-- Spatial localization data --
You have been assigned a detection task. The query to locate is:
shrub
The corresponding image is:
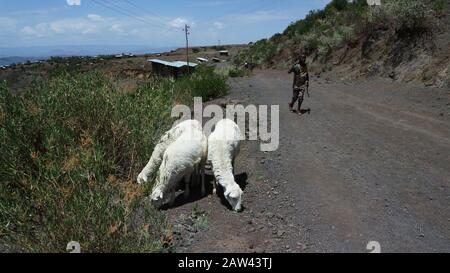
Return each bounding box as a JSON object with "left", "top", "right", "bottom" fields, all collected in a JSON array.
[
  {"left": 432, "top": 0, "right": 447, "bottom": 16},
  {"left": 367, "top": 0, "right": 437, "bottom": 35},
  {"left": 284, "top": 9, "right": 326, "bottom": 38},
  {"left": 302, "top": 32, "right": 320, "bottom": 55},
  {"left": 327, "top": 0, "right": 349, "bottom": 12},
  {"left": 228, "top": 66, "right": 247, "bottom": 78},
  {"left": 182, "top": 65, "right": 229, "bottom": 99},
  {"left": 241, "top": 40, "right": 276, "bottom": 65}
]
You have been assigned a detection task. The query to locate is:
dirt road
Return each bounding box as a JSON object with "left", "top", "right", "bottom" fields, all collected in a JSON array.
[{"left": 169, "top": 69, "right": 450, "bottom": 253}]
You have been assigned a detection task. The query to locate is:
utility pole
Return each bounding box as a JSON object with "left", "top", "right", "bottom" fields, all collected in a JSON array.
[{"left": 184, "top": 24, "right": 191, "bottom": 74}]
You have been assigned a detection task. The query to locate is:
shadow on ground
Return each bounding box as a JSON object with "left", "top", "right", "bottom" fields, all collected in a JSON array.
[{"left": 160, "top": 172, "right": 248, "bottom": 211}]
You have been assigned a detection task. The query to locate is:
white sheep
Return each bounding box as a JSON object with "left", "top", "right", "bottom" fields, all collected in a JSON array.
[
  {"left": 151, "top": 126, "right": 208, "bottom": 207},
  {"left": 137, "top": 119, "right": 202, "bottom": 185},
  {"left": 208, "top": 119, "right": 243, "bottom": 212}
]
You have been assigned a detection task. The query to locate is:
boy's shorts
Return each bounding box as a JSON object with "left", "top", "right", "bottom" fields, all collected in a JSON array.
[{"left": 293, "top": 87, "right": 306, "bottom": 101}]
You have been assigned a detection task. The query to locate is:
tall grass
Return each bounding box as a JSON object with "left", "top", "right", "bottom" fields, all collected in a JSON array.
[
  {"left": 215, "top": 65, "right": 248, "bottom": 78},
  {"left": 0, "top": 66, "right": 228, "bottom": 252}
]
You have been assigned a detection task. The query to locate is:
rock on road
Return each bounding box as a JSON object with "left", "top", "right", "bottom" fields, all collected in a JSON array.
[{"left": 169, "top": 69, "right": 450, "bottom": 253}]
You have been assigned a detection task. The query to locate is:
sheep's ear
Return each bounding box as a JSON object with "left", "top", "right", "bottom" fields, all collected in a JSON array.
[{"left": 159, "top": 192, "right": 163, "bottom": 199}]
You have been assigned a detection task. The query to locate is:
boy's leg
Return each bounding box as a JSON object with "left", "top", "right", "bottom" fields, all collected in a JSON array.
[
  {"left": 297, "top": 90, "right": 304, "bottom": 113},
  {"left": 289, "top": 89, "right": 299, "bottom": 112},
  {"left": 297, "top": 88, "right": 307, "bottom": 115}
]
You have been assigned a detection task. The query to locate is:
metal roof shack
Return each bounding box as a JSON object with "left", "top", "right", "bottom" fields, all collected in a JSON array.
[
  {"left": 196, "top": 57, "right": 209, "bottom": 63},
  {"left": 171, "top": 61, "right": 198, "bottom": 68},
  {"left": 148, "top": 59, "right": 198, "bottom": 77},
  {"left": 219, "top": 50, "right": 229, "bottom": 56}
]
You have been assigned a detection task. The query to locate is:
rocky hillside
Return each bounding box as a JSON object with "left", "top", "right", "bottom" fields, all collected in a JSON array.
[{"left": 235, "top": 0, "right": 449, "bottom": 88}]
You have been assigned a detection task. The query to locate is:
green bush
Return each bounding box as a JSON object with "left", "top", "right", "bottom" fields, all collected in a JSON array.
[
  {"left": 284, "top": 9, "right": 328, "bottom": 38},
  {"left": 432, "top": 0, "right": 447, "bottom": 16},
  {"left": 367, "top": 0, "right": 437, "bottom": 35},
  {"left": 236, "top": 39, "right": 278, "bottom": 66},
  {"left": 0, "top": 68, "right": 228, "bottom": 252},
  {"left": 182, "top": 65, "right": 229, "bottom": 100},
  {"left": 228, "top": 66, "right": 247, "bottom": 78},
  {"left": 327, "top": 0, "right": 349, "bottom": 12}
]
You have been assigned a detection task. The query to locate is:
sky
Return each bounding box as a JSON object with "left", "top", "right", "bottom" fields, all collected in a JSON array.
[{"left": 0, "top": 0, "right": 330, "bottom": 52}]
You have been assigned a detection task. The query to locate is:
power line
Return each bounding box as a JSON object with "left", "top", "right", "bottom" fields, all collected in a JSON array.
[
  {"left": 110, "top": 0, "right": 178, "bottom": 31},
  {"left": 120, "top": 0, "right": 184, "bottom": 33},
  {"left": 121, "top": 0, "right": 163, "bottom": 19},
  {"left": 97, "top": 0, "right": 178, "bottom": 31},
  {"left": 89, "top": 0, "right": 179, "bottom": 33},
  {"left": 90, "top": 0, "right": 158, "bottom": 27}
]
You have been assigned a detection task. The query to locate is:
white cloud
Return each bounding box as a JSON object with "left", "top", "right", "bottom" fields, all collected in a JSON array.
[
  {"left": 67, "top": 0, "right": 81, "bottom": 6},
  {"left": 168, "top": 17, "right": 192, "bottom": 29},
  {"left": 50, "top": 19, "right": 98, "bottom": 34},
  {"left": 17, "top": 13, "right": 202, "bottom": 45},
  {"left": 87, "top": 14, "right": 103, "bottom": 21},
  {"left": 21, "top": 14, "right": 105, "bottom": 37},
  {"left": 213, "top": 22, "right": 224, "bottom": 29},
  {"left": 111, "top": 24, "right": 124, "bottom": 33},
  {"left": 21, "top": 23, "right": 49, "bottom": 37}
]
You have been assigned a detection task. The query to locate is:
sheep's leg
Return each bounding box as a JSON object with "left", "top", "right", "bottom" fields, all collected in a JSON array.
[
  {"left": 201, "top": 169, "right": 205, "bottom": 197},
  {"left": 232, "top": 158, "right": 236, "bottom": 176},
  {"left": 137, "top": 165, "right": 150, "bottom": 184},
  {"left": 168, "top": 190, "right": 176, "bottom": 207},
  {"left": 184, "top": 174, "right": 191, "bottom": 199},
  {"left": 138, "top": 143, "right": 168, "bottom": 185},
  {"left": 202, "top": 171, "right": 206, "bottom": 196},
  {"left": 195, "top": 164, "right": 200, "bottom": 186},
  {"left": 200, "top": 160, "right": 206, "bottom": 197},
  {"left": 212, "top": 177, "right": 217, "bottom": 196}
]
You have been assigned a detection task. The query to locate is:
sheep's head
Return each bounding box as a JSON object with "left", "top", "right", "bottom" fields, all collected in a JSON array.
[
  {"left": 151, "top": 188, "right": 163, "bottom": 201},
  {"left": 150, "top": 187, "right": 165, "bottom": 208},
  {"left": 224, "top": 185, "right": 243, "bottom": 212}
]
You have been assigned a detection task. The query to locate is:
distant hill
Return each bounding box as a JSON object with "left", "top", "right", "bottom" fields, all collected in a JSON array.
[
  {"left": 0, "top": 45, "right": 176, "bottom": 66},
  {"left": 235, "top": 0, "right": 449, "bottom": 88},
  {"left": 0, "top": 57, "right": 41, "bottom": 66}
]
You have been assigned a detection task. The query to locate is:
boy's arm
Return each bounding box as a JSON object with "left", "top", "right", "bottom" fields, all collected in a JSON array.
[{"left": 288, "top": 65, "right": 294, "bottom": 74}]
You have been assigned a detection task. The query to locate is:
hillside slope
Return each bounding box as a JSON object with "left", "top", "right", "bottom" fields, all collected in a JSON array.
[{"left": 235, "top": 0, "right": 449, "bottom": 88}]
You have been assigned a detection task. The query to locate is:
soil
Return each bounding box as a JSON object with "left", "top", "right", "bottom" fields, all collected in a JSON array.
[{"left": 168, "top": 69, "right": 450, "bottom": 253}]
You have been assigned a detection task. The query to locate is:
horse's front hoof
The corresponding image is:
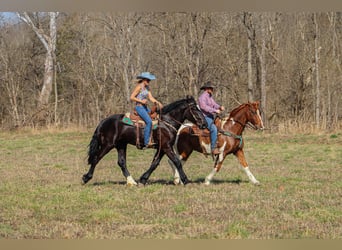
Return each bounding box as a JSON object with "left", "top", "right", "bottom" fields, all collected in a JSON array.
[
  {"left": 126, "top": 176, "right": 138, "bottom": 186},
  {"left": 182, "top": 178, "right": 190, "bottom": 185},
  {"left": 139, "top": 178, "right": 148, "bottom": 186}
]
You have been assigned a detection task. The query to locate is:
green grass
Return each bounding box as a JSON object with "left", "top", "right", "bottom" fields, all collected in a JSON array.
[{"left": 0, "top": 129, "right": 341, "bottom": 239}]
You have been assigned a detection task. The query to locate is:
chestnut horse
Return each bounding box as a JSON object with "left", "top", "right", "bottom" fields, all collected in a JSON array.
[
  {"left": 168, "top": 101, "right": 264, "bottom": 185},
  {"left": 82, "top": 96, "right": 207, "bottom": 186}
]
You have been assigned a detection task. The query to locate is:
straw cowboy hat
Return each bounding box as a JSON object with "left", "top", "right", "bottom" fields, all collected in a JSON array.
[
  {"left": 200, "top": 81, "right": 215, "bottom": 90},
  {"left": 136, "top": 72, "right": 156, "bottom": 81}
]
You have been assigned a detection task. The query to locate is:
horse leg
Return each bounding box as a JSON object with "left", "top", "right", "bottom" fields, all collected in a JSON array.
[
  {"left": 168, "top": 158, "right": 185, "bottom": 185},
  {"left": 165, "top": 149, "right": 190, "bottom": 185},
  {"left": 117, "top": 145, "right": 137, "bottom": 186},
  {"left": 82, "top": 145, "right": 113, "bottom": 184},
  {"left": 204, "top": 153, "right": 226, "bottom": 185},
  {"left": 168, "top": 149, "right": 193, "bottom": 185},
  {"left": 139, "top": 151, "right": 165, "bottom": 185},
  {"left": 234, "top": 149, "right": 260, "bottom": 185}
]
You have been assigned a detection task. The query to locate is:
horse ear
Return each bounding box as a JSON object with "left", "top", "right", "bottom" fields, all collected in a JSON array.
[{"left": 253, "top": 101, "right": 260, "bottom": 109}]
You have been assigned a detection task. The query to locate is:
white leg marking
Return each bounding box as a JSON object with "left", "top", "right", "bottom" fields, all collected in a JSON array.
[
  {"left": 126, "top": 175, "right": 137, "bottom": 186},
  {"left": 168, "top": 158, "right": 184, "bottom": 185},
  {"left": 204, "top": 168, "right": 217, "bottom": 185},
  {"left": 169, "top": 124, "right": 191, "bottom": 185},
  {"left": 218, "top": 141, "right": 226, "bottom": 162},
  {"left": 242, "top": 166, "right": 260, "bottom": 185},
  {"left": 201, "top": 141, "right": 211, "bottom": 154}
]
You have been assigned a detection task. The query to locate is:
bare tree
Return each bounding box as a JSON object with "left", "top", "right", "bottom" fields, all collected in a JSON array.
[
  {"left": 0, "top": 12, "right": 341, "bottom": 131},
  {"left": 243, "top": 12, "right": 255, "bottom": 102},
  {"left": 16, "top": 12, "right": 59, "bottom": 123},
  {"left": 312, "top": 13, "right": 321, "bottom": 129},
  {"left": 258, "top": 14, "right": 268, "bottom": 126}
]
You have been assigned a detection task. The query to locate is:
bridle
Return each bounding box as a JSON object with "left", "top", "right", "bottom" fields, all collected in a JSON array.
[
  {"left": 159, "top": 101, "right": 205, "bottom": 132},
  {"left": 228, "top": 106, "right": 261, "bottom": 130},
  {"left": 229, "top": 117, "right": 259, "bottom": 130},
  {"left": 187, "top": 103, "right": 206, "bottom": 128}
]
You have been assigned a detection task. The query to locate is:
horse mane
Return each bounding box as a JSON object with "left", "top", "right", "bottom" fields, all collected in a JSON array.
[
  {"left": 161, "top": 96, "right": 195, "bottom": 114},
  {"left": 228, "top": 103, "right": 249, "bottom": 118}
]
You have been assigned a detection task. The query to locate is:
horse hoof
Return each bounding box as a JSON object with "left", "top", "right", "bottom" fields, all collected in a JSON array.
[
  {"left": 139, "top": 178, "right": 147, "bottom": 186},
  {"left": 126, "top": 176, "right": 137, "bottom": 186},
  {"left": 182, "top": 179, "right": 190, "bottom": 185},
  {"left": 173, "top": 179, "right": 181, "bottom": 185},
  {"left": 82, "top": 175, "right": 90, "bottom": 184}
]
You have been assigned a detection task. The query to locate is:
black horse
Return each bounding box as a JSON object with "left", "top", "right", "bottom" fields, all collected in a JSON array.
[{"left": 82, "top": 96, "right": 207, "bottom": 186}]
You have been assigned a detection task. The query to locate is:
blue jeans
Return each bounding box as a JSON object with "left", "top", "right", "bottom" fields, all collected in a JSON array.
[
  {"left": 135, "top": 105, "right": 152, "bottom": 146},
  {"left": 205, "top": 116, "right": 217, "bottom": 150}
]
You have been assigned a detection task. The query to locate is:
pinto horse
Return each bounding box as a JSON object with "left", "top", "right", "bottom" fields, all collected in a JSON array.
[
  {"left": 82, "top": 96, "right": 207, "bottom": 186},
  {"left": 169, "top": 101, "right": 264, "bottom": 185}
]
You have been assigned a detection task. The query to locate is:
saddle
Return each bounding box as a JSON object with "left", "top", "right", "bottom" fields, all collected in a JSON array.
[
  {"left": 121, "top": 105, "right": 159, "bottom": 149},
  {"left": 122, "top": 106, "right": 159, "bottom": 128},
  {"left": 189, "top": 116, "right": 223, "bottom": 137},
  {"left": 189, "top": 125, "right": 210, "bottom": 137}
]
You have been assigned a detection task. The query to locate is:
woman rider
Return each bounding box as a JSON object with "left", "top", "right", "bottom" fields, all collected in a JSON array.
[{"left": 130, "top": 72, "right": 162, "bottom": 149}]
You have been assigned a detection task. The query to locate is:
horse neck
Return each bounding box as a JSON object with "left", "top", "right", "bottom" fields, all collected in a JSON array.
[
  {"left": 162, "top": 107, "right": 187, "bottom": 130},
  {"left": 223, "top": 108, "right": 248, "bottom": 135}
]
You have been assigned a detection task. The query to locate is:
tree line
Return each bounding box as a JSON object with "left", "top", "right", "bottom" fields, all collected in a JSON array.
[{"left": 0, "top": 12, "right": 341, "bottom": 131}]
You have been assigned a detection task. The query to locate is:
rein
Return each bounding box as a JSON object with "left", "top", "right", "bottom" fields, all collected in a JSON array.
[
  {"left": 229, "top": 117, "right": 257, "bottom": 130},
  {"left": 153, "top": 101, "right": 198, "bottom": 160},
  {"left": 159, "top": 102, "right": 199, "bottom": 132},
  {"left": 219, "top": 108, "right": 259, "bottom": 148},
  {"left": 160, "top": 119, "right": 178, "bottom": 132}
]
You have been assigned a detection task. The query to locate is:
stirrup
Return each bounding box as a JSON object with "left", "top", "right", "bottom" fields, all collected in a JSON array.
[
  {"left": 211, "top": 148, "right": 220, "bottom": 155},
  {"left": 144, "top": 143, "right": 157, "bottom": 149}
]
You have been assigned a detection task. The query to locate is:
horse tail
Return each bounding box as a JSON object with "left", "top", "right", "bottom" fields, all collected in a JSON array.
[{"left": 87, "top": 127, "right": 101, "bottom": 165}]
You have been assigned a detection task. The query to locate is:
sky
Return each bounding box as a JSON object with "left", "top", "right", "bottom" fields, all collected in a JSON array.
[{"left": 1, "top": 12, "right": 18, "bottom": 20}]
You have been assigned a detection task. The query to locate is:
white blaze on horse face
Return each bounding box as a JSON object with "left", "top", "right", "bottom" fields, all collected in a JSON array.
[{"left": 256, "top": 109, "right": 264, "bottom": 129}]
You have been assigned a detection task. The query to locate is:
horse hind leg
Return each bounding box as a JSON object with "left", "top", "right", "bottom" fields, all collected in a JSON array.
[
  {"left": 168, "top": 158, "right": 186, "bottom": 185},
  {"left": 82, "top": 145, "right": 112, "bottom": 184},
  {"left": 167, "top": 150, "right": 191, "bottom": 185},
  {"left": 83, "top": 128, "right": 117, "bottom": 184}
]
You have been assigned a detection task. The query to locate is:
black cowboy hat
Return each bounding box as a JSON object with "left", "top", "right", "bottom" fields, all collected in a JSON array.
[{"left": 200, "top": 81, "right": 215, "bottom": 90}]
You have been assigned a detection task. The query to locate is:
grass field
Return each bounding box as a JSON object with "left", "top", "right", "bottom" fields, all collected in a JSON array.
[{"left": 0, "top": 128, "right": 341, "bottom": 239}]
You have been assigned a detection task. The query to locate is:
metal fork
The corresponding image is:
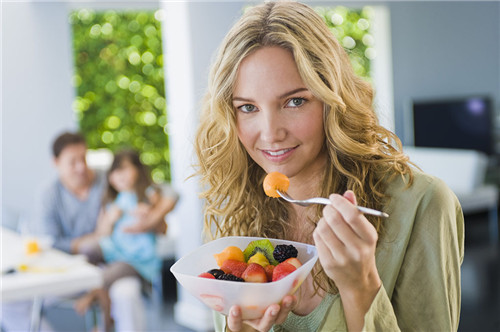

-- Assigned task --
Your response should consist solely of the lines from the line with "black cowboy hat" through the last line of the entries above, printed exactly and without pictures.

-- Solution for this exercise --
black cowboy hat
Return each bounding box as a JSON object with "left", "top", "right", "bottom" fields, all collected in a JSON array.
[{"left": 200, "top": 81, "right": 215, "bottom": 90}]
You have been assigned a detection task. The query to locate is:
grass field
Return each bounding box as a JSON object with "left", "top", "right", "bottom" fields, all collected in a JSON array.
[{"left": 0, "top": 128, "right": 341, "bottom": 239}]
You have been assigned a detection task. The query to locate is:
metal fork
The corresponding image is:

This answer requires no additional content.